(Referring expression pointing data)

----------------------------------------

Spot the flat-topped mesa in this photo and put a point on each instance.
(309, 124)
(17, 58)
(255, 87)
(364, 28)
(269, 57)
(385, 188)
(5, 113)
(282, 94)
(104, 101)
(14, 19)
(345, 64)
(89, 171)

----------------------------------------

All of the lines above should be returned exactly as written.

Spot the flat-topped mesa in this photo and put a point on each instance.
(309, 124)
(17, 58)
(255, 87)
(364, 28)
(269, 57)
(385, 188)
(5, 113)
(282, 94)
(104, 101)
(14, 19)
(345, 64)
(89, 171)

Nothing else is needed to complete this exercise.